**Directives:**
A - Edit the stretch of the passage on Native schooling from "After Confederation, many" through "the treaties promised." so that "Ottawa" becomes "the federal government".
B - According to the passage on Native schooling, how many treaties were negotiated in the west during the 1870s?

**Extracted text:**
Native attitudes towards Euro-Canadian schooling in the pre-confederation era were characterized by two patterns, only one of which persisted after 1867. First, those groups that accepted, or in some cases sought, boarding schools did so as part of a clearly thought-out strategy of coping with the change the Europeans brought. The second defining feature of pre-Confederation forays into the field of boarding school education was that the Europeans had to negotiate with - sometimes even entreat - the aboriginal population to cooperate with their pedagogical efforts.
After Confederation, many Native leaders continued to pursue schooling as part of a strategy of adaptation, but now the state was less willing to listen to their views or accommodate their wishes.
The Government of Canada was even less willing to listen to and accommodate Native desires by the late 1870s. The negotiation of seven treaties in the west in the 1870s forced Ottawa to formulate a schooling policy, but simultaneously the collapse of the plains buffalo economy left the Native inhabitants weakened and unable to compel the government to create the ‘schools on reserves’ that the treaties promised.

**Provided material:**
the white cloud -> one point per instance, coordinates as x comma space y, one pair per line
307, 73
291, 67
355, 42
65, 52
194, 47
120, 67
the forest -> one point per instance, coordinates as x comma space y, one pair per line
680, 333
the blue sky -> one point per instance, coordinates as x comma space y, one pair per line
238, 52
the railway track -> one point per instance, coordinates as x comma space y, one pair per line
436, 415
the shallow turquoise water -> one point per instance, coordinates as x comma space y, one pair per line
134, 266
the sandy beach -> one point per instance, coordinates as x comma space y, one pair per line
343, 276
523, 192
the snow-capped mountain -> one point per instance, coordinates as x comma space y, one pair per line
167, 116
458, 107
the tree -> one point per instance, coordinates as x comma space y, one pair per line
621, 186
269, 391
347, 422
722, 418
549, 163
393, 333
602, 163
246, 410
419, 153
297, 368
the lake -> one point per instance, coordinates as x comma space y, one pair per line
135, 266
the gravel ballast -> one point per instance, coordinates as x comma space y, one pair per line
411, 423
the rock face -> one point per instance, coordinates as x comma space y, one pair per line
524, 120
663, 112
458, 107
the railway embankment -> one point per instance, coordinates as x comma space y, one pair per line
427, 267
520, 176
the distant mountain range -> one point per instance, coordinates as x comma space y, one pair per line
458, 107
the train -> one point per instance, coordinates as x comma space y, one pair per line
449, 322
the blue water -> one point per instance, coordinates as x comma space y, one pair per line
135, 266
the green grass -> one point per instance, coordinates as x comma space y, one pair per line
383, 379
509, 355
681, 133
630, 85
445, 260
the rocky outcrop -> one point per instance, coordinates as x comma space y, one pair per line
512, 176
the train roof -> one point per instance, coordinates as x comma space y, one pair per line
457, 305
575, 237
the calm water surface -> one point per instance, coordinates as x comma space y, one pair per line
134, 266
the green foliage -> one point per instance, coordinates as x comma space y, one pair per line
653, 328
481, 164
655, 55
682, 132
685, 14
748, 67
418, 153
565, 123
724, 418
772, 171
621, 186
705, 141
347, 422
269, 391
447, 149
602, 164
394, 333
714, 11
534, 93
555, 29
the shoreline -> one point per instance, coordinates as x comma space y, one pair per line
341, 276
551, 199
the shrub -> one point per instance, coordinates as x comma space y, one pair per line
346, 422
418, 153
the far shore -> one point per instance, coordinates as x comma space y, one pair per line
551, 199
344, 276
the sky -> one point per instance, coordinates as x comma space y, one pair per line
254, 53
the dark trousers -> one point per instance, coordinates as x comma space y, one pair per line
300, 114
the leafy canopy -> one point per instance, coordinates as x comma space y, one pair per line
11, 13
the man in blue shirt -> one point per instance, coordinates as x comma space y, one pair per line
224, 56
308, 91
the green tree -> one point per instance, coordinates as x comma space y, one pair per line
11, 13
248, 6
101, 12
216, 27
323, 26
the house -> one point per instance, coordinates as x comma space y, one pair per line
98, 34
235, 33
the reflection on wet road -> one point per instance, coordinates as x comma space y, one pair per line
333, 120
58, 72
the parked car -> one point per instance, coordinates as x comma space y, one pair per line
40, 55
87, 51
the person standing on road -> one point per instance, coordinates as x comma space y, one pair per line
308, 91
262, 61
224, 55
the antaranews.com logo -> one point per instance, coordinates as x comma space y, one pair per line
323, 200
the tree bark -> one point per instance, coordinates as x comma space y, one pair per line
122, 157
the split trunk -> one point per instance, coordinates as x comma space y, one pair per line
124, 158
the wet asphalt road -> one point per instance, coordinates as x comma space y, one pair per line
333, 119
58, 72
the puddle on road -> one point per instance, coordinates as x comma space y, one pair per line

**Exercise results:**
A -
After Confederation, many Native leaders continued to pursue schooling as part of a strategy of adaptation, but now the state was less willing to listen to their views or accommodate their wishes.
The Government of Canada was even less willing to listen to and accommodate Native desires by the late 1870s. The negotiation of seven treaties in the west in the 1870s forced the federal government to formulate a schooling policy, but simultaneously the collapse of the plains buffalo economy left the Native inhabitants weakened and unable to compel the government to create the ‘schools on reserves’ that the treaties promised.

B - Seven.